Segment Start: Document text
This Court is not convinced that a manufacturer's choice to carry out its daily business activities constitutes control over a product after it has been sold. As pointed out by Defendants, in State ex rel. Hunter v. Johnson & Johnson, 499 P.3d 719 (Okla. 2021), the Oklahoma Supreme Court reversed a $465 million judgment against Johnson & Johnson on a public nuisance theory of liability, finding there is no common law tort duty to monitor how a consumer uses a product after it is sold. Specifically, the court held that a manufacturer has no control over its product once it is in the hands of distributors and wholesalers, no control over how consumers use the product regardless of any warning or instructions, and no control over the laws and regulations governing the distribution of its products. Id. at 728-29. To hold otherwise, would mean “a manufacturer could be held perpetually liable for its products under a nuisance theory.” Id. at 726. Moreover, the Hunter court held, “[e]xtending public nuisance law to the manufacturing, marketing, and selling of products . . . would allow consumers to convert almost every products liability action into a [public] nuisance claim.” Id. at 729-30 (citation and quotation marks omitted). The court recognized the “clear national trend to limit public nuisance to land or property use, ” and to reject the application of public nuisance to products. Id. at 730.

This Court agrees with that trend. Paraquat is a legally sold product, and Defendants exerted no control over Paraquat at the time of its application. To allow Plaintiffs to bring a public nuisance claim simply because Defendants carried on their normal day-to-day business operations while Paraquat was allegedly causing Plaintiffs' injuries would expand the tort beyond its intended purpose.

For these reasons, Plaintiffs' public nuisance claims must fail. The public nuisance claims in the cases identified in Defendants' Appendix (Doc. 351-1 at pp. 32-36) are dismissed.

III. Warranty Claims

Defendants contend the Court also should dismiss the warranty and consumer protection claims brought by Plaintiffs who have invoked state laws that bar claims alleging physical injuries caused by a manufacturer's product. Specifically, Defendants seek dismissal of claims brought in states where:

• exclusive products liability laws subsume any actions based in warranty or consumer protection;
• the law limits warranty remedies to certain individuals or requires presuit notice to a defendant of an alleged breach; or
• consumer protection laws limit recovery to purchasers of goods for personal, family, or household use or preclude recovery for physical harm.

The Court addresses each argument in turn.

A. Preclusion by State Product Liability Laws: Indiana, Kansas, Louisiana, Mississippi, North Carolina, Washington

Defendants assert the product liability acts (“PLAs”) of Indiana, Kansas, Louisiana, Mississippi, North Carolina, and Washington provide the exclusive remedy for product-based personal injuries and, thus, subsume any defective product claims brought under those states' commercial codes or consumer protection acts. In these states, Defendants contend, Plaintiffs' warranty claims and consumer protection claims must fail.
Segment End: Document text
Segment Start: The data
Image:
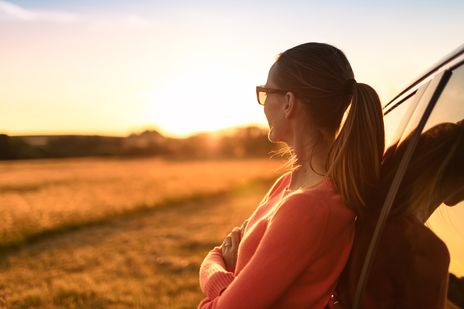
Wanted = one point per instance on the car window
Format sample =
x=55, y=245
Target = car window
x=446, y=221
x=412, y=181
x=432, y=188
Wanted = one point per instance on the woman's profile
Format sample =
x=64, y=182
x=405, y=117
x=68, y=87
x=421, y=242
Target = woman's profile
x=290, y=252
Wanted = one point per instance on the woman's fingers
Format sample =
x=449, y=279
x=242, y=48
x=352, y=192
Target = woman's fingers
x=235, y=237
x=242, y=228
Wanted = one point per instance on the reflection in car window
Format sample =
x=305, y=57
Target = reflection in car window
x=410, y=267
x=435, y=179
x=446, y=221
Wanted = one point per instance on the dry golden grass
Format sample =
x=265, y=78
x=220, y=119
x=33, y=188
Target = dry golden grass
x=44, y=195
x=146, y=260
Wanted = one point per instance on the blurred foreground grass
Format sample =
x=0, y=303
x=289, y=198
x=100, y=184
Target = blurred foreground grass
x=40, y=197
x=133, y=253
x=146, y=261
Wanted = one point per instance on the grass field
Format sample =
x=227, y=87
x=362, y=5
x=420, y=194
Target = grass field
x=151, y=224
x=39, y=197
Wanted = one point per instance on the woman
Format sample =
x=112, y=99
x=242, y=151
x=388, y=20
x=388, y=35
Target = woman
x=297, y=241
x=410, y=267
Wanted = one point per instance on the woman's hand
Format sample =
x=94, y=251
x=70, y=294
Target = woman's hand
Segment End: The data
## Task 1
According to the court opinion, what did the Oklahoma Supreme Court reverse in State ex rel. Hunter v. Johnson & Johnson?
## Task 2
Which states does the court opinion name as those whose product liability acts Defendants say provide the exclusive remedy for product-based personal injuries?
## Task 3
Pick up the court opinion after its last sentence and write what comes next.

## Task response 1
A $465 million judgment against Johnson & Johnson on a public nuisance theory of liability.

## Task response 2
Indiana, Kansas, Louisiana, Mississippi, North Carolina, and Washington.

## Task response 3
In response, Plaintiffs argue that many individuals were exposed to Paraquat before PLAs were enacted in these states or their dates of exposure are unstated. Thus, it is possible they were exposed before the relevant PLAs were enacted and the laws do not serve to preclude their claims. For example, the North Carolina PLA became effective in October 1979. Thus, any North Carolina Plaintiff who alleges exposure prior to 1979 would not be barred from bringing a warranty or consumer fraud claim. See Bernick v. Jurden, 293 S.E.2d 405, 413 (N.C. 1982) (holding substantive changes to product liability law in North Carolina PLA do not apply to claims where injury preceded PLA's effective date). They also argue that it is plausible that neurological injury occurs upon exposure to Paraquat, even if the injury and its cause are discovered much later. Plaintiffs claim in a footnote that this analysis is consistent with their contention that their claims are timely because a claim arises for purposes of application of a PLA when the injury occurs, but for statute of limitations purposes, a claim does not accrue until the injury is discovered.

The Court disagrees. Either Plaintiffs' injuries accrued when they were first exposed - and therefore their claims are not precluded by a later-enacted PLA but barred by a statute of limitations - or their injuries accrued when they discovered the injury- saving their claims from the statute of limitations but barring them under the relevant PLA. Plaintiffs cannot have it both ways. Because Plaintiffs assert their claims did not accrue until 2021 when they learned of the alleged connection between Paraquat and Parkinson's disease, the Court is not persuaded that their claims pre-date the state PLAs. As a result, the PLAs of these states do apply.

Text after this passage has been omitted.